------ Entries

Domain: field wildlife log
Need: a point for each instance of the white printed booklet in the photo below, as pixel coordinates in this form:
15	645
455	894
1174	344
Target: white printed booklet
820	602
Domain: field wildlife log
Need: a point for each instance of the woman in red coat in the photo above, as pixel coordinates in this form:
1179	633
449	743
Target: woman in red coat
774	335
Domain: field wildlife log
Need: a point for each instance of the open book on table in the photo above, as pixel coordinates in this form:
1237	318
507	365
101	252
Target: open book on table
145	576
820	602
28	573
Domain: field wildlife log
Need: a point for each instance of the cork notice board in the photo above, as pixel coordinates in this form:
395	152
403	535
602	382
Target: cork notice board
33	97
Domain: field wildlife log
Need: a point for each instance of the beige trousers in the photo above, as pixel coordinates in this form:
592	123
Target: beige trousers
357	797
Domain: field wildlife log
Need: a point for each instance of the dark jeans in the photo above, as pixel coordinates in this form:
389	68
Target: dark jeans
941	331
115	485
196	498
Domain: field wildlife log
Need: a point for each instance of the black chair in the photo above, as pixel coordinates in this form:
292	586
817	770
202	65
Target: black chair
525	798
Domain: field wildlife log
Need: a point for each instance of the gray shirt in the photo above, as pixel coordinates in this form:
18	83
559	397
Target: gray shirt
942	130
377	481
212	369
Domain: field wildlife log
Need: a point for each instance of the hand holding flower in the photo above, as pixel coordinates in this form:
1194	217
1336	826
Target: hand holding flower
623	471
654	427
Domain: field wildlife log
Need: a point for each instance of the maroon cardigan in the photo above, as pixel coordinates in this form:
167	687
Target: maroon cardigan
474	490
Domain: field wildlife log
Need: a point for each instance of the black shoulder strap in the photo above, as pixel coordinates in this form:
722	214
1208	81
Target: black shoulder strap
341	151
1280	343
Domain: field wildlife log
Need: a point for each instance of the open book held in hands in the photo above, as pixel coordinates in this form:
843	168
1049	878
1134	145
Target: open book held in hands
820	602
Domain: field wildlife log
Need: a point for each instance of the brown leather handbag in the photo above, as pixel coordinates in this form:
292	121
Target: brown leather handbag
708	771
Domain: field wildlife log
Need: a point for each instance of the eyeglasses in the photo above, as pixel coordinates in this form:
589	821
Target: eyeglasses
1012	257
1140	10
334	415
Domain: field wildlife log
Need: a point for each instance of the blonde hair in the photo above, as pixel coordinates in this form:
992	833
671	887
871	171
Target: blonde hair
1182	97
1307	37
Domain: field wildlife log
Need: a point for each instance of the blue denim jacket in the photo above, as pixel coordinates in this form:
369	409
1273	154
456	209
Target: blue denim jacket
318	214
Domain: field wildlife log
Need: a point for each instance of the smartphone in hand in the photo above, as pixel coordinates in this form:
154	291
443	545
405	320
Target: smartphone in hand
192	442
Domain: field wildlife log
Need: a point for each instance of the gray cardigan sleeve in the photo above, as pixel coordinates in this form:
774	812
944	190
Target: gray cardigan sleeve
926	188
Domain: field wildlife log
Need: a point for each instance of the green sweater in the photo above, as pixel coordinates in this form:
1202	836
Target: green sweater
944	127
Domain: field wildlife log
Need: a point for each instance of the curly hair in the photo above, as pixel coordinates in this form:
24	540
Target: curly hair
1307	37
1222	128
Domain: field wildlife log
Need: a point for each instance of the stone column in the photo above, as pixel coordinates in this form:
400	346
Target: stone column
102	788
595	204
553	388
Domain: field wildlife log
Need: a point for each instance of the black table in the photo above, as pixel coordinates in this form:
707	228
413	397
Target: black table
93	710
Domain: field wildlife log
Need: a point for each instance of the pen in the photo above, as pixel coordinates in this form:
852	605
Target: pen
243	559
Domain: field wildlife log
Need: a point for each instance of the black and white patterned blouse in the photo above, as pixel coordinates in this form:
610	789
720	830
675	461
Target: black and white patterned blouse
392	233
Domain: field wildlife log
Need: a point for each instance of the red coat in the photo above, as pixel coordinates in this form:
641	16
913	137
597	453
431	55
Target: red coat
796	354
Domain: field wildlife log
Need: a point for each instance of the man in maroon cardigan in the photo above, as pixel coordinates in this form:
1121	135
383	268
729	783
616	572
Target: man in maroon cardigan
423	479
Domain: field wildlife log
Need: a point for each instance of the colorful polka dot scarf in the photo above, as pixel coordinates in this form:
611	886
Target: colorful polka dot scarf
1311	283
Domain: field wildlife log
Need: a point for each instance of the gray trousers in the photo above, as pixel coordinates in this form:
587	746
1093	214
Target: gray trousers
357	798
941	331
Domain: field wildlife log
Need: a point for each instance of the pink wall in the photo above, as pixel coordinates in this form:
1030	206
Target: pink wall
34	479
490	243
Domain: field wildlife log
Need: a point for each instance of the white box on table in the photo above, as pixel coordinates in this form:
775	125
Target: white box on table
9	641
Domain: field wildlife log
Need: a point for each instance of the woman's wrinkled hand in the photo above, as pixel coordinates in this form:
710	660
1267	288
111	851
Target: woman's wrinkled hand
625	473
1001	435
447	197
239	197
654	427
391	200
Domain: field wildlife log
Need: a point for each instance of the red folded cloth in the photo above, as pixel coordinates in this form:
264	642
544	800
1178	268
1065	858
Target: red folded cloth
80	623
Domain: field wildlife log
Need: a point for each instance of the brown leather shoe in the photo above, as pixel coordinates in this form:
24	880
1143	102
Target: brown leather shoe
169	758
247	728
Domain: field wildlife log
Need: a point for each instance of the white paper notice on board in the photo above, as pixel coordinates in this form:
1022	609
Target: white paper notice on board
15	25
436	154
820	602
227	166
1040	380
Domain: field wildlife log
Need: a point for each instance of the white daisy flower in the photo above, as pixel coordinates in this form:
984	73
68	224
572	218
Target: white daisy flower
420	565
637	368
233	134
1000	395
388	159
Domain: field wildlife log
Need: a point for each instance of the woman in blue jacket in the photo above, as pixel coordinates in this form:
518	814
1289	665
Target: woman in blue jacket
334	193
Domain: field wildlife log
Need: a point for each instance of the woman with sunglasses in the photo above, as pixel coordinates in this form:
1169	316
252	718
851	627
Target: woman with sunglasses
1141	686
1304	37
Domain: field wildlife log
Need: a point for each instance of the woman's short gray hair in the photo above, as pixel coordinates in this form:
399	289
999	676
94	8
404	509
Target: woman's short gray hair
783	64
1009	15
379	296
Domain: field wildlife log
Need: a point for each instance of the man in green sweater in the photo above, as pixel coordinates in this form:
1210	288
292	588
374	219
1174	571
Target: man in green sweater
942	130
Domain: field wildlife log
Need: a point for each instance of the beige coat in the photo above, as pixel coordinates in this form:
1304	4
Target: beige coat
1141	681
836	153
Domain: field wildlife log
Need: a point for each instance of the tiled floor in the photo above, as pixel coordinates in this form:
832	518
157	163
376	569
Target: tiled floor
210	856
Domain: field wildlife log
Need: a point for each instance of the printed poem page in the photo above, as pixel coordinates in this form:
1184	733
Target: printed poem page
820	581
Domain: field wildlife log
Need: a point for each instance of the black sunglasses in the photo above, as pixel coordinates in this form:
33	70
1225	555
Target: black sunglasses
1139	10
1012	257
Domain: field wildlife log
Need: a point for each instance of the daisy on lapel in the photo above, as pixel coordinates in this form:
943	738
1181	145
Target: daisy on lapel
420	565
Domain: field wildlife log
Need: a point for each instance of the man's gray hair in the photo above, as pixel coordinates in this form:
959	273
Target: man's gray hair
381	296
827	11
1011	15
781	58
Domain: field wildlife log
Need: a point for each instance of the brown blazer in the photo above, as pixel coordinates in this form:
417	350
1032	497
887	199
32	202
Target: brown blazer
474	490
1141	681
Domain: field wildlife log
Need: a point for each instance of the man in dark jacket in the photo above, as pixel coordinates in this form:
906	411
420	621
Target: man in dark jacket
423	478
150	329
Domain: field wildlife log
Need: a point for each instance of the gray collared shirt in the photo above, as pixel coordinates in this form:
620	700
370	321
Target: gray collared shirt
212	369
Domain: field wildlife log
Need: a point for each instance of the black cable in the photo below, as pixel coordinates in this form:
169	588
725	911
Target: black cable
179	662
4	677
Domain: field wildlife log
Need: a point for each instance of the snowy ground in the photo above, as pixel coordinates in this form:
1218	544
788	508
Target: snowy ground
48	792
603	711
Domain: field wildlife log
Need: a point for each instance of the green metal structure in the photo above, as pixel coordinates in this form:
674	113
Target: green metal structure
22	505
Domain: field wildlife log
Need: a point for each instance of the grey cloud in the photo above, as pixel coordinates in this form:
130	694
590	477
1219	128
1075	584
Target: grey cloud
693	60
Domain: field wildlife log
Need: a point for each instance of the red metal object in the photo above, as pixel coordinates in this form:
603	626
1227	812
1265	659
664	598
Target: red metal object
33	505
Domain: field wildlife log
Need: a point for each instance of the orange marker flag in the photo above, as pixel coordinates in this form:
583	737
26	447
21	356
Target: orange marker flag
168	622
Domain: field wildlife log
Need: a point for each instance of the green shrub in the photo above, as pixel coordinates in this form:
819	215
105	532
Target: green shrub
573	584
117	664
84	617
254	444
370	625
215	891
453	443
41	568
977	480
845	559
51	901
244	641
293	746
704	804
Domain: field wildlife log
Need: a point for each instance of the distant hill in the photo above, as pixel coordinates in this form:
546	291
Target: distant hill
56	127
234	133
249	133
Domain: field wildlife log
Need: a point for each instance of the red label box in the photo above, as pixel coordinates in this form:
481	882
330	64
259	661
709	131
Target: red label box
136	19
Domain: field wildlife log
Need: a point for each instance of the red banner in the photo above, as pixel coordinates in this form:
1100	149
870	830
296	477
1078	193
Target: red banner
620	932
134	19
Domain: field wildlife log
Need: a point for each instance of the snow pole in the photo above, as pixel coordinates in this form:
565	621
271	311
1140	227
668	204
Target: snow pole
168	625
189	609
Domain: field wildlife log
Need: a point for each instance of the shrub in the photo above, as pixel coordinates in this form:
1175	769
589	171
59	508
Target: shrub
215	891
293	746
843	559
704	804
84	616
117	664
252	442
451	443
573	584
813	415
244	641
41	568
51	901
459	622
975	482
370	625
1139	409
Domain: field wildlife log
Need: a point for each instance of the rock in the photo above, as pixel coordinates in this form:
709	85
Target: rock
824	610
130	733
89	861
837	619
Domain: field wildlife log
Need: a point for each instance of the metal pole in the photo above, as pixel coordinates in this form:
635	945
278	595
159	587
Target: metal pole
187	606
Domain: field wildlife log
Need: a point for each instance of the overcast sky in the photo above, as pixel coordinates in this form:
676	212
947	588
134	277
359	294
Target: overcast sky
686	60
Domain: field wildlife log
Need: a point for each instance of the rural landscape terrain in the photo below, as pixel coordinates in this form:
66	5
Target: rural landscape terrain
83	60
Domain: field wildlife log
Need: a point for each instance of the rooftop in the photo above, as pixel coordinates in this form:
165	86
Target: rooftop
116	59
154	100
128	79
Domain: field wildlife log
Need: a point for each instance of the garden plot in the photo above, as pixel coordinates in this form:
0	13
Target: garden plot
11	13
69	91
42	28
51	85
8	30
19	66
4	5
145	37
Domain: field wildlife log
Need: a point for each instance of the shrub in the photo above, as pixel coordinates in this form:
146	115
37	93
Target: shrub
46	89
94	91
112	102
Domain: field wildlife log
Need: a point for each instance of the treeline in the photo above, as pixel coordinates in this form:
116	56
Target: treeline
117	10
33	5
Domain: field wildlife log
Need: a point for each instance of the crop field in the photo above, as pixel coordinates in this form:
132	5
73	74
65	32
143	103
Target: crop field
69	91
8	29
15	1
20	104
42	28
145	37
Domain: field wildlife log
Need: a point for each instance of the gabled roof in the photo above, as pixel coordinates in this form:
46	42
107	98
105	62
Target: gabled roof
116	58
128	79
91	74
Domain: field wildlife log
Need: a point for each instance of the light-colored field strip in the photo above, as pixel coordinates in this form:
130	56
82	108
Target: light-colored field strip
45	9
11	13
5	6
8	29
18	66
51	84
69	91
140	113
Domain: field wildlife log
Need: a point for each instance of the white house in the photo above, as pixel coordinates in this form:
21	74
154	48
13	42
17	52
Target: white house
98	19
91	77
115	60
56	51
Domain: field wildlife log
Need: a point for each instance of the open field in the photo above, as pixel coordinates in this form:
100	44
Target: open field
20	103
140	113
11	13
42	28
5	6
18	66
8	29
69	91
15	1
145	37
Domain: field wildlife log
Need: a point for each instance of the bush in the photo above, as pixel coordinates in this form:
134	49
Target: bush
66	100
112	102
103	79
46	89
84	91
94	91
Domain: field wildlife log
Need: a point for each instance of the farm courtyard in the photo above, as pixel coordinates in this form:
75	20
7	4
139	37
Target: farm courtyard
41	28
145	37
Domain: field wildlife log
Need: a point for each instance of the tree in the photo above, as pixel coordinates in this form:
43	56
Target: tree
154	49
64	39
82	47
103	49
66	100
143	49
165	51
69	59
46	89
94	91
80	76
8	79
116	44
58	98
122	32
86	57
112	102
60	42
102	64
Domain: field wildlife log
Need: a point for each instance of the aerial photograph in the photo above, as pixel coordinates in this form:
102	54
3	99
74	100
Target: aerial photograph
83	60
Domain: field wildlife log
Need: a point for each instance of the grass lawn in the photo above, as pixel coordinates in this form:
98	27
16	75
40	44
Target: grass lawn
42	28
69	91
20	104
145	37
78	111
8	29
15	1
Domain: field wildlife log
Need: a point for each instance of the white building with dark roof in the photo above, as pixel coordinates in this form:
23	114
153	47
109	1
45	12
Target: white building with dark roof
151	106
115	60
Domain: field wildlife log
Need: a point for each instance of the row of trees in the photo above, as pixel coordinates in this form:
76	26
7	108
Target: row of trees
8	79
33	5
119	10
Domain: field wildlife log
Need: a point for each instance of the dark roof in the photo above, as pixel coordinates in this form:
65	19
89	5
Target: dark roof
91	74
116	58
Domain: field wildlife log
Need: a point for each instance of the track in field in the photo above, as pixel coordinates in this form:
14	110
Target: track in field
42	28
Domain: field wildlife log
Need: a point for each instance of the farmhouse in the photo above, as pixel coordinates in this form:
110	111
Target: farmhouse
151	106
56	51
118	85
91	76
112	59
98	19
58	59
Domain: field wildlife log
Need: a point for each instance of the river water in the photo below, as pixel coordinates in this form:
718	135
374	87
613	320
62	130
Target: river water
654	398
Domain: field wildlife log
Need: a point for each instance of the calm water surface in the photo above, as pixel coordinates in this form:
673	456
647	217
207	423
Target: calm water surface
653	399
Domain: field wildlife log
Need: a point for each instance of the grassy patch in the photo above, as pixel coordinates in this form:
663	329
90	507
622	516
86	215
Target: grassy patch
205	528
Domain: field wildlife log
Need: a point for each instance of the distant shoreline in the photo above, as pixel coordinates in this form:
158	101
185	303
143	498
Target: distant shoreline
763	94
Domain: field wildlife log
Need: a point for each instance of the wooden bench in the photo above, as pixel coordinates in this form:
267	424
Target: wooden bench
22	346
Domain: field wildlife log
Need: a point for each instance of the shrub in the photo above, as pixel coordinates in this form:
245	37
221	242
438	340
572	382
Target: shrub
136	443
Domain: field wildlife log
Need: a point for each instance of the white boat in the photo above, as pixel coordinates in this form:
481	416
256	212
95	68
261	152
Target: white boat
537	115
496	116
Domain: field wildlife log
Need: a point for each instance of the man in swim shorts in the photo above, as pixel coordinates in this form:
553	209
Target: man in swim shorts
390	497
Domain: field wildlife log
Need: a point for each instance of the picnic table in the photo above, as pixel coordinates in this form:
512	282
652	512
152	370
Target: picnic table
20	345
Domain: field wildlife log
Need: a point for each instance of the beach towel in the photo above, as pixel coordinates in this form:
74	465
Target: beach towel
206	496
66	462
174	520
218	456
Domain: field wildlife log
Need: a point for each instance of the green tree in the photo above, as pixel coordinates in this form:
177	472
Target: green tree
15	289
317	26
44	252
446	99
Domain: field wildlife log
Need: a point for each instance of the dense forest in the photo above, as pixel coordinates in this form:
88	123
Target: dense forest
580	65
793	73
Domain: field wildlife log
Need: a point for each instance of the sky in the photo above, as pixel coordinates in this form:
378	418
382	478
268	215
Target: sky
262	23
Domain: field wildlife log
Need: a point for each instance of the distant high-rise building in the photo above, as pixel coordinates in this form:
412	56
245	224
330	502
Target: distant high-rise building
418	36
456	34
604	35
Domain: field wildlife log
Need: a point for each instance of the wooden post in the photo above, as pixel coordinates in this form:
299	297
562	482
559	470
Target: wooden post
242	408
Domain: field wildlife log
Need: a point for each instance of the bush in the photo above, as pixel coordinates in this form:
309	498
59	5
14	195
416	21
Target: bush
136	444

------------

**Written problem**
Find each line of the data above that contains the string "flag" and copy those lines in full. Case counts when matching.

**Task solution**
Need: a point for each instance of the orange marker flag in the photo above, as pixel coordinates in this form:
Target: orange marker flag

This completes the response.